Strolling, loafing, smoking, collecting books and pondering, the author muses on the human condition. What to do about relatives who are in the way? What is the proper punishment for a bookbinder who takes too long at his job? Are free libraries an unmixed blessing?
More seriously: Can nothing make it worth our while not to quarrel with our fellows? Which is more desirable: memory or forgetfulness? Are we irrevocably cut off from the natural world, or might there still be a way back to it?
For myself, I probably stand alone in owning to a
sentimental weakness for the night-piercing whistle --
judiciously remote, as some men love the skirl of the
pipes. In the days when streets were less wearily familiar
than now, or ever the golden cord was quite loosed that led
back to relinquished fields and wider skies, I have lain
awake on stifling summer nights, thinking of luckier
friends by moor and stream, and listening for the whistles
from certain railway stations, veritable ``horns of
Elf-land, faintly blowing.'' Then, a ghostly passenger, I
have taken my seat in a phantom train, and sped up, up,
through the map, rehearsing the journey bit by bit: through
the furnace-lit Midlands, and on till the grey glimmer of
dawn showed stone walls in place of hedges, and masses
looming up on either side; till the bright sun shone upon
brown leaping streams and purple heather, and the clear,
sharp northern air streamed in through the windows... ``We
are only the children who might have been,'' murmured
Lamb's dream babes to him; and for the sake of those
dream-journeys, the journeys that might have been, I still
hail with a certain affection the call of the engine in the
-- The Romance of the Rail
No man -- no human, masculine, natural man -- ever sells a book. Men have been known in moments of thoughtlessness, or compelled by temporary necessity, to rob, to equivocate, to do murder, to commit what they should not, to ``wince and relent and refrain'' from what they should: these things, howbeit regrettable, are common to humanity, and may happen to any of us. But amateur bookselling is foul and unnatural; and it is noteworthy that our language, so capable of particularity, contains no distinctive name for the crime. Fortunately it is hardly known to exist: the face of the public being set against it as a flint -- and the trade giving such wretched prices.
────────────────────────────────────────
TO BE DONE:
**a)** In the essay excerpt, what sound does the writer admit to having a sentimental weakness for?
**b)** Decide whether each statement agrees with the essay excerpt, answering yes or no and quoting the deciding words: (i) English has a distinctive name for amateur bookselling. (ii) The imagined train journey passes through the Midlands. (iii) Selling books is described as common to humanity.
**c)** Pick up the essay excerpt after its final sentence about bookselling, and continue it with one paragraph.
────────────────────────────────────────
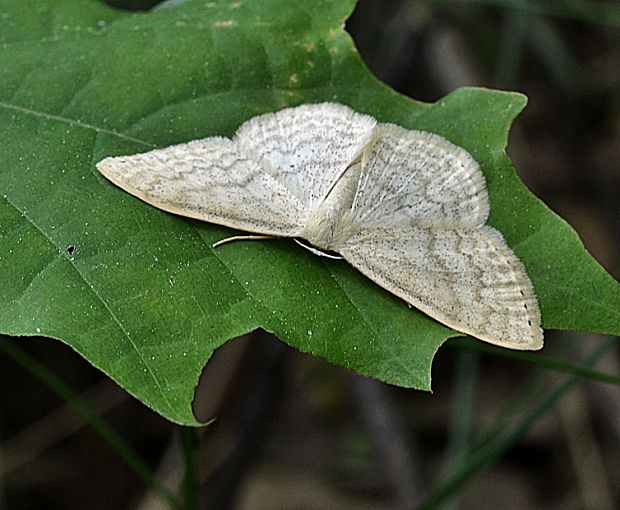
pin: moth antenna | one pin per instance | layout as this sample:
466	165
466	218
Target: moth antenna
239	238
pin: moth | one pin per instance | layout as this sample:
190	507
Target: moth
406	208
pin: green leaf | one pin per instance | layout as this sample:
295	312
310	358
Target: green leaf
143	296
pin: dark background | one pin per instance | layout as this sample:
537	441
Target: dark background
293	432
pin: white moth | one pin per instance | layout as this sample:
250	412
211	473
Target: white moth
406	208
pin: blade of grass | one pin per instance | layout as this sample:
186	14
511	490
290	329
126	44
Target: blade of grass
501	442
461	413
189	445
105	431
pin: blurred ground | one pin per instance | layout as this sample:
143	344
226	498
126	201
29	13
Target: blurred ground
293	432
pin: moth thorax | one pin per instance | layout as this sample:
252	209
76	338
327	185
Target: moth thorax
328	230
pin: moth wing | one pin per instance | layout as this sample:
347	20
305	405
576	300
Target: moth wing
468	279
212	180
308	147
418	178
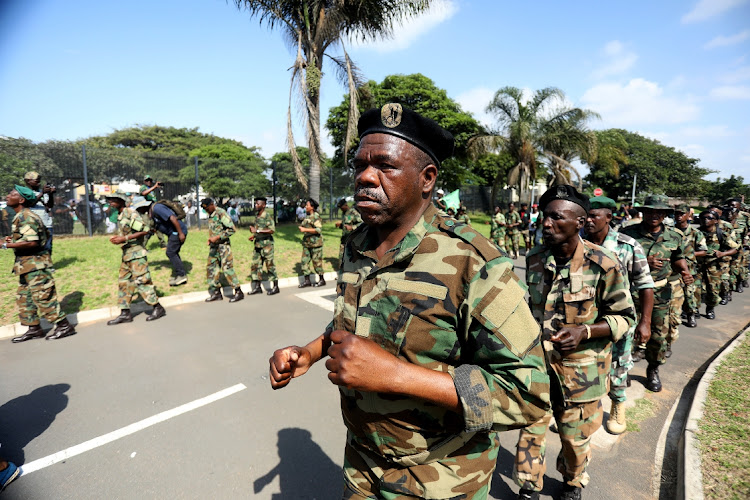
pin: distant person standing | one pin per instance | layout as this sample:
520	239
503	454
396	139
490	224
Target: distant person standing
312	244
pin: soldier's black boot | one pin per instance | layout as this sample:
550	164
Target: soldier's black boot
653	382
124	317
63	329
34	332
307	282
238	295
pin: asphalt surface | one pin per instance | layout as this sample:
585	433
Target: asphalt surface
254	442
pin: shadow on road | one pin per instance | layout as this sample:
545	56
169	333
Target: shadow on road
24	418
304	470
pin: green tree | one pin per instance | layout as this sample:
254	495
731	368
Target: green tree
315	28
420	94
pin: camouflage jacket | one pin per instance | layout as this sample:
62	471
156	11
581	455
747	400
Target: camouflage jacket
264	221
220	224
28	226
588	289
666	245
128	222
350	218
443	298
312	240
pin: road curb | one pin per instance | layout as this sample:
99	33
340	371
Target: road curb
692	475
104	313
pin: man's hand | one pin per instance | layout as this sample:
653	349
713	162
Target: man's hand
288	363
358	363
568	337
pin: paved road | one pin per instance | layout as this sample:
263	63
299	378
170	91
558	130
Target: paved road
249	442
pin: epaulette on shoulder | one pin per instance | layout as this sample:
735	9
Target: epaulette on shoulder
482	245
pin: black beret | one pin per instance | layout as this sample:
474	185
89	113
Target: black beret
564	192
394	119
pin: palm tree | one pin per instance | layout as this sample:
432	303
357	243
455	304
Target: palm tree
314	27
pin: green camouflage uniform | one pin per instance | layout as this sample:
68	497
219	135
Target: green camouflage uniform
36	295
588	289
666	245
220	259
350	218
312	244
263	249
633	260
134	275
445	299
497	230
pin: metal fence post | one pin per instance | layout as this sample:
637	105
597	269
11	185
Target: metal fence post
86	184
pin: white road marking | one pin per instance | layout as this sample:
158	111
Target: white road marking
317	297
126	431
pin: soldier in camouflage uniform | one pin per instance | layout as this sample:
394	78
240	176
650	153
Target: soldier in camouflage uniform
432	344
350	221
633	260
36	295
263	248
694	247
134	276
220	259
718	245
513	227
663	247
580	296
312	244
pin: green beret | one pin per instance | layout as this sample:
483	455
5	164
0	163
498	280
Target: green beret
25	192
602	202
394	119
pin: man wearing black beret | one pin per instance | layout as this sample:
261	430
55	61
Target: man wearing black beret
432	344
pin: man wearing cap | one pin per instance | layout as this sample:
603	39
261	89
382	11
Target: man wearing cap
262	235
220	259
311	228
633	260
694	246
134	276
432	344
581	298
36	295
350	220
664	251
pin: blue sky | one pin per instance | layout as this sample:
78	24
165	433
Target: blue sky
676	71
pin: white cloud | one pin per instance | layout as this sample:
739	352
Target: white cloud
723	41
411	29
640	102
706	9
619	60
731	92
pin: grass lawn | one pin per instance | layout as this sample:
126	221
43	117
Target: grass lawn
87	268
725	429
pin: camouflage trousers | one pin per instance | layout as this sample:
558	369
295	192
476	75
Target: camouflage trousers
135	278
675	310
220	261
464	474
622	362
263	255
656	347
576	424
37	296
314	256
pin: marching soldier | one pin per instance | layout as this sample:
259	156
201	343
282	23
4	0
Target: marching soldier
134	276
220	259
262	236
36	295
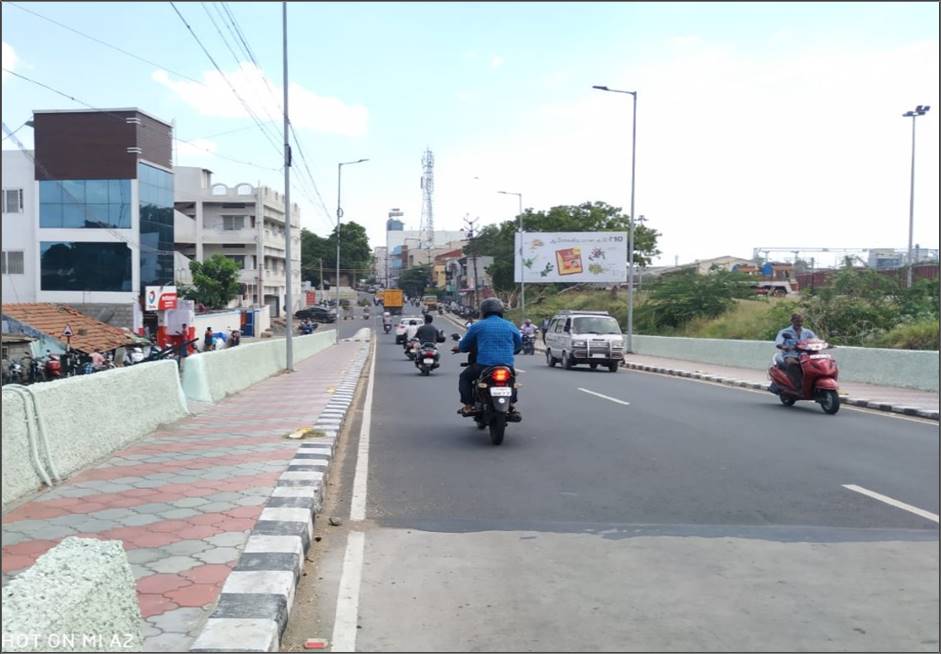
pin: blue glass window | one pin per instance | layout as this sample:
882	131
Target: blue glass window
74	266
85	203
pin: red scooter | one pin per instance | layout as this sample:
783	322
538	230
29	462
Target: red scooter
818	377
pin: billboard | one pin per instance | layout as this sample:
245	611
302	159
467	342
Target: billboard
553	257
159	298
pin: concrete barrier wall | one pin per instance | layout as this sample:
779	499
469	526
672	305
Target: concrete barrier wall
84	419
210	376
901	368
80	596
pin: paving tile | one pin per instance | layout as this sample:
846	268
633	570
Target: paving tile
168	642
192	546
228	539
176	563
180	620
218	555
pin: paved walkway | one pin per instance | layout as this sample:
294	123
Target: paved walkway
883	394
184	498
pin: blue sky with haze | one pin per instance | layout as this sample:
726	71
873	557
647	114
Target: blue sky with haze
748	115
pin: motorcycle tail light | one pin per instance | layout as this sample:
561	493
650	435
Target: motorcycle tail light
500	375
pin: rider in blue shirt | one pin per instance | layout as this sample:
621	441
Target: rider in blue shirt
493	340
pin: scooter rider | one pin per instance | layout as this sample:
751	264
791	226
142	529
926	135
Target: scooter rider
496	341
427	333
787	357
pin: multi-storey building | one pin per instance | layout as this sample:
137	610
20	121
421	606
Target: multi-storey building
88	214
244	223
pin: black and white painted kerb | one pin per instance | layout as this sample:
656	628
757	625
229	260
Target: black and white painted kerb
256	599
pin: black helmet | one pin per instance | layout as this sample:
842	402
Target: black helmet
491	306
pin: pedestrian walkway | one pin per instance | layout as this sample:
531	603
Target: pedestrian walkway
184	498
890	395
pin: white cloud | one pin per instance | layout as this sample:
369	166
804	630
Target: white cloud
805	148
215	99
10	59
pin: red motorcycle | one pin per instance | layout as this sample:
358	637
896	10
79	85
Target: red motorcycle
819	375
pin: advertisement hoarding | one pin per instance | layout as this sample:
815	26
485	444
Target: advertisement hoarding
571	257
159	298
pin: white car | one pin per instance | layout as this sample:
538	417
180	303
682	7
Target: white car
403	325
591	337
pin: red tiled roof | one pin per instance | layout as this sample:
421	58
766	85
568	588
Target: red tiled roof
88	334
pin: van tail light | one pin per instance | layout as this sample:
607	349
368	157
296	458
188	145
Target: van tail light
500	375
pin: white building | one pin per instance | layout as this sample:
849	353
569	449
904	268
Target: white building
244	223
19	264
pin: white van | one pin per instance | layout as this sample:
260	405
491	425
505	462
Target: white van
592	337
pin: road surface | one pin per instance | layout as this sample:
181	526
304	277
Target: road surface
628	511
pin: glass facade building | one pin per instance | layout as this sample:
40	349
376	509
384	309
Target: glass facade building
85	203
156	225
79	266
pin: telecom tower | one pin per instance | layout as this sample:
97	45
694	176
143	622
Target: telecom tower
428	188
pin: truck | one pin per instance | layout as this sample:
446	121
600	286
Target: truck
393	299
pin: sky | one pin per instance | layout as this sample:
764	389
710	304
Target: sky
758	124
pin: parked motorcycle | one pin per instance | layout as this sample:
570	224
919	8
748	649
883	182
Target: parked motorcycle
819	375
427	359
493	393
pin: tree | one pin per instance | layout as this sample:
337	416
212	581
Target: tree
215	282
497	241
415	280
355	253
676	299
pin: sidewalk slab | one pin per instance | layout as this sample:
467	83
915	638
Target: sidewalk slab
185	499
886	398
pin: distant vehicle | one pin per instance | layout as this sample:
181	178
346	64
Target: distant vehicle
592	337
776	288
317	314
393	300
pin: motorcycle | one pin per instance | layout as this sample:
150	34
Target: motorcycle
493	393
819	375
529	344
427	358
411	349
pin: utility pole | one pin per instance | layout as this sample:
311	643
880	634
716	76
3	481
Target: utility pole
470	238
288	268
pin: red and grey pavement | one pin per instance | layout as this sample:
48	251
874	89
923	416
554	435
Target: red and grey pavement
184	499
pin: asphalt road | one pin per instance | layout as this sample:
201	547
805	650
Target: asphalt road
686	516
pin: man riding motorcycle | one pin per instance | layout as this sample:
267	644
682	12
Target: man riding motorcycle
427	333
495	341
787	357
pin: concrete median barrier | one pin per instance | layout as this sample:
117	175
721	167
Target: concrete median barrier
53	429
80	596
900	368
210	376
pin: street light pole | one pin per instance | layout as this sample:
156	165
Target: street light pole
519	228
920	110
630	239
339	220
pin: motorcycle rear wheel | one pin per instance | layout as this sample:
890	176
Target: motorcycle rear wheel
497	427
830	402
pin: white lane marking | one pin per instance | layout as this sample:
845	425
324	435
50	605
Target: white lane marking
888	500
344	623
358	501
613	399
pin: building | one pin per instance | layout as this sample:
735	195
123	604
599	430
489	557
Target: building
88	215
244	223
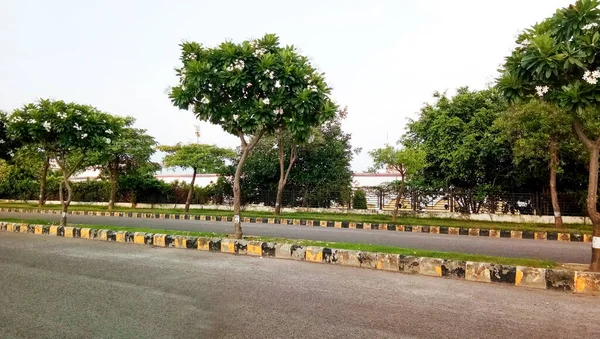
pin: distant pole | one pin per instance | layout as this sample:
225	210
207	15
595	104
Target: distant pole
197	133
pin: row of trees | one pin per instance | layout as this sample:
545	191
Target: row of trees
539	126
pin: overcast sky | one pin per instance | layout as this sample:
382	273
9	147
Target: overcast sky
384	59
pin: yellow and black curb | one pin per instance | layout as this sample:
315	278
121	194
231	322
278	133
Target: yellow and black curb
466	231
539	278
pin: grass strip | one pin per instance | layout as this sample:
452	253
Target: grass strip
364	218
336	245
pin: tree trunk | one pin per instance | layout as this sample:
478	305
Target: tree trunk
592	197
43	181
283	173
592	200
553	194
398	198
237	223
65	204
246	148
113	188
190	193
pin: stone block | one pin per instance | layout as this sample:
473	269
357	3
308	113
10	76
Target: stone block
409	264
562	280
531	277
314	254
431	267
85	233
160	240
474	232
503	274
255	248
228	246
388	262
516	234
477	271
587	282
453	269
358	259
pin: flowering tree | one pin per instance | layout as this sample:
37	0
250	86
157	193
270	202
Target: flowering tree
67	133
200	158
7	146
252	89
540	134
406	161
128	152
557	60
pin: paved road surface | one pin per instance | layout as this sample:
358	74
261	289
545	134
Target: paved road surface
558	251
71	288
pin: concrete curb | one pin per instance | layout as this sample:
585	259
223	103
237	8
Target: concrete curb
473	232
531	277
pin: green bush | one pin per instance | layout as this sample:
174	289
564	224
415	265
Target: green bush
359	201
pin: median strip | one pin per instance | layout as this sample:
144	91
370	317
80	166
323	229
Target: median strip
564	235
547	275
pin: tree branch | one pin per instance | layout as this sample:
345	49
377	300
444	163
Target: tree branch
579	131
243	139
256	138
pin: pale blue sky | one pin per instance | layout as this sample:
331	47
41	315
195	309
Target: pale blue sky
384	59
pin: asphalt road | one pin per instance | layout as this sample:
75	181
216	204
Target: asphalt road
72	288
559	251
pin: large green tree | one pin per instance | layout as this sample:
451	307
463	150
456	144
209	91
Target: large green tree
557	60
67	133
128	152
406	161
321	173
251	89
461	145
199	158
541	134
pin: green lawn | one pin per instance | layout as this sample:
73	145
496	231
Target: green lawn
371	218
337	245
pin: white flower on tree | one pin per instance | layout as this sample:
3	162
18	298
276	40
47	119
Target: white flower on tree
270	74
591	77
541	90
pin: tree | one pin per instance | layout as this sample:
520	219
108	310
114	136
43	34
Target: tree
7	146
321	175
67	133
200	158
129	151
461	145
540	133
252	89
556	60
359	201
406	161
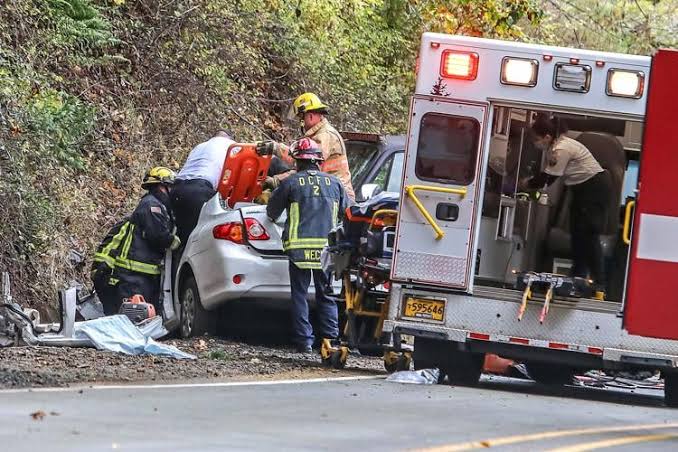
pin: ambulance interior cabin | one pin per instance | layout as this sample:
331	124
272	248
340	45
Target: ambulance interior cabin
520	233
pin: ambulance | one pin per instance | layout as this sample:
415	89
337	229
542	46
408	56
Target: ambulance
481	265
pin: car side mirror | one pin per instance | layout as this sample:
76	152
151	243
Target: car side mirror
367	191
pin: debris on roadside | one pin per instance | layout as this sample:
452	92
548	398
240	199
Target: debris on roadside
25	367
38	415
114	333
621	380
418	377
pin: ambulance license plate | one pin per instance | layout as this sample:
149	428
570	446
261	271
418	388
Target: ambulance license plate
422	308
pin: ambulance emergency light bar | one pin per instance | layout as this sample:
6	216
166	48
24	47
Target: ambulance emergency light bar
572	76
519	71
621	83
459	65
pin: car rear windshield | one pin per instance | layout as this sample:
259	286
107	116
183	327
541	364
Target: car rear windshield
359	155
447	149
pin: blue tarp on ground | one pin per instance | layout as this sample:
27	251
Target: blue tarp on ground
118	334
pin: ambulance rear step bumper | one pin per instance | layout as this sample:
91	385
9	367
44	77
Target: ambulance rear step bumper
585	333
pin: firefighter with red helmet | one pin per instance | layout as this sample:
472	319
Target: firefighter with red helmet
314	202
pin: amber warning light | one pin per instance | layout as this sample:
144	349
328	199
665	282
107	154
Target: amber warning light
459	65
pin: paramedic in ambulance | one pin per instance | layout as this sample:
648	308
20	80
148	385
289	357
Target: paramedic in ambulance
197	182
590	185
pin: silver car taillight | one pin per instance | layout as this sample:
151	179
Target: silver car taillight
255	230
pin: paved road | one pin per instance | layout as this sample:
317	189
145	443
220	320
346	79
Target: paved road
337	415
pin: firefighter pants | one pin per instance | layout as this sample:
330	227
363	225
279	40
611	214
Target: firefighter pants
326	306
188	197
589	212
106	292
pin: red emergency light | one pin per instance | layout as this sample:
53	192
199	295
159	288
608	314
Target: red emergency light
459	65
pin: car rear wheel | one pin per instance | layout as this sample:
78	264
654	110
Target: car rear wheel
195	320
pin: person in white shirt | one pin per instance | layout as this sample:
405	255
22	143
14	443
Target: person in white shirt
591	195
197	182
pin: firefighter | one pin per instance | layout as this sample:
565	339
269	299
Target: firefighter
590	186
312	113
197	181
128	260
314	201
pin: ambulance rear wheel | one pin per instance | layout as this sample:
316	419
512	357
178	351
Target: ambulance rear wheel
195	320
549	373
427	355
671	389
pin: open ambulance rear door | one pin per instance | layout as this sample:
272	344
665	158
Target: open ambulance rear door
437	216
651	306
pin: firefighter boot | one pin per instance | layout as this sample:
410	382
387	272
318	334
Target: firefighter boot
333	353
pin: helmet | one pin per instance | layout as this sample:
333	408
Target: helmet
158	175
305	103
306	149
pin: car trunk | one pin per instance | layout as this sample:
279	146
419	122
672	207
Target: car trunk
273	245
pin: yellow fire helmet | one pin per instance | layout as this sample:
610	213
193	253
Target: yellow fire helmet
158	175
305	103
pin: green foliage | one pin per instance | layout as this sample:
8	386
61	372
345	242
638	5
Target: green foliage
77	24
92	92
60	124
638	26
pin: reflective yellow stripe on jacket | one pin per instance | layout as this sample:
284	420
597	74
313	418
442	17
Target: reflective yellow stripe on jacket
140	267
105	254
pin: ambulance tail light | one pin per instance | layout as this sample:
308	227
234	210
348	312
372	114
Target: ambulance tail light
621	83
519	71
459	65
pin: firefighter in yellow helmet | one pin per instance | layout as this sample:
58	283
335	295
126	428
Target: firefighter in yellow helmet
127	262
312	113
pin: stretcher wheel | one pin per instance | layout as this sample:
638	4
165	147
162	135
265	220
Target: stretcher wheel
────────────────────────────────────────
RESULTS BY TASK:
**a)** The night-piercing whistle, judiciously remote.

**b)**
(i) No: "our language, so capable of particularity, contains no distinctive name for the crime."
(ii) Yes: "through the furnace-lit Midlands."
(iii) No: "But amateur bookselling is foul and unnatural."

**c)**
-- Non Libri Sed Liberi
In later years it is stifled and gagged -- buried deep, a green turf at the head of it, and on its heart a stone; but it lives, it breathes, it lurks, it will up and out when 'tis looked for least. That stockbroker, some brief summers gone, who was missed from his wonted place one settling-day! a goodly portly man, i' faith: and had a villa and a steam launch at Surbiton: and was versed in the esoteric humours of the House. Who could have thought that the Hunter lay hid in him? Yet, after many weeks, they found him in a wild nook of Hampshire. Ragged, sun-burnt, the nocturnal haystack calling aloud from his frayed and weather-stained duds, his trousers tucked, he was tickling trout with godless native urchins; and when they would have won him to himself with honied whispers of American Rails, he answered but with babble of green fields. He is back in his wonted corner now: quite cured, apparently, and tractable. And yet -- let the sun shine too wantonly in Throgmorton Street, let an errant zephyr, quick with the warm South, fan but his cheek too wooingly on his way to the station; and will he not once more snap his chain and away? Ay, truly: and next time he will not be caught.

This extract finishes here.